--- START ---
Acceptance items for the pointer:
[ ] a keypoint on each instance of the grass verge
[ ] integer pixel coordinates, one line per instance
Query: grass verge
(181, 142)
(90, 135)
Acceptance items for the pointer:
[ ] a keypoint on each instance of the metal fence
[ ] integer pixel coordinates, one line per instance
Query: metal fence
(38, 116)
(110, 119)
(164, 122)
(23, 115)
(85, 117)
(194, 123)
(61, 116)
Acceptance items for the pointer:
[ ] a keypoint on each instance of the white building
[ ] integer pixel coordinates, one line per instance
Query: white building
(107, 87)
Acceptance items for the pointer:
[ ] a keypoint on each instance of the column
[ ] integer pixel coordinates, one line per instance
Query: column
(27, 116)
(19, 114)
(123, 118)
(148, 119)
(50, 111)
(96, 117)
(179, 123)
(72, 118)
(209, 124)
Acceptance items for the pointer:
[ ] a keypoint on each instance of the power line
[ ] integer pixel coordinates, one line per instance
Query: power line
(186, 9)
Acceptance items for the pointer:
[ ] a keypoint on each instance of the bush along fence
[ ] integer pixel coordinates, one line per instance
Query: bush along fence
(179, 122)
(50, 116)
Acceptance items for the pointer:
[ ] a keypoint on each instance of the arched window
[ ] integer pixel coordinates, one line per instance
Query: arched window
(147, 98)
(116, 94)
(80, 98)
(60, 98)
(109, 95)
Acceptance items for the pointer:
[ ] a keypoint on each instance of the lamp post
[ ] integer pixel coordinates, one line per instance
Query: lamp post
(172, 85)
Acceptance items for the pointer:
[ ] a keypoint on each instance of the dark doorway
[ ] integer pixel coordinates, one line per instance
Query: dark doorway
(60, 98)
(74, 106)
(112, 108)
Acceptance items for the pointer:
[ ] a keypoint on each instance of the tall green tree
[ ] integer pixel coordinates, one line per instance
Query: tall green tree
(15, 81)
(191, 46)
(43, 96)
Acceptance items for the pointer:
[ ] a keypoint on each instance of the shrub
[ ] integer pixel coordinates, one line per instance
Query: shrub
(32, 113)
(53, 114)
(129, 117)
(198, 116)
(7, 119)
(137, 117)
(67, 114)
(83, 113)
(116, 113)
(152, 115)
--- END ---
_PROBLEM DETAILS_
Please return exactly the lines that run from the line with "Query: power line" through the end of the records above, both included, and nothing more.

_RESPONSE TO THIS EXERCISE_
Query: power line
(186, 9)
Acceptance items for the pointer:
[ ] a keypoint on each instance of the bush along fence
[ ] integer pixel coordinates, one line per instance
Query: bush along fence
(179, 122)
(50, 116)
Acceptance items for the pointer:
[ ] a keypoint on each instance of the arched window
[ ] integer pixel coordinates, one line per instance
Query: arched window
(147, 98)
(116, 94)
(80, 98)
(60, 98)
(109, 95)
Acceptance items for the pointer:
[ ] a keypoint on each instance of the lamp post
[ ] integer pixel coordinates, one line per instance
Query: lamp post
(172, 85)
Acceptance items for the pointer:
[ ] a keypoint on each instance of the dark doorway
[ ] integer pixel coordinates, one line per instance
Query: dark doorway
(60, 98)
(74, 106)
(112, 108)
Acceptance items for the pointer:
[ ] a keypoint on each instance of the tall green tree
[ ] integer pixel coordinates, one line per instance
Query: tall green tree
(15, 81)
(191, 46)
(43, 96)
Acceptance items for the pointer:
[ ] a keypoint on each instance of the shrub
[ ] integer pixel coordinates, one line per instance
Query: shrub
(32, 113)
(53, 114)
(129, 117)
(198, 116)
(7, 119)
(137, 117)
(67, 114)
(83, 113)
(116, 113)
(152, 115)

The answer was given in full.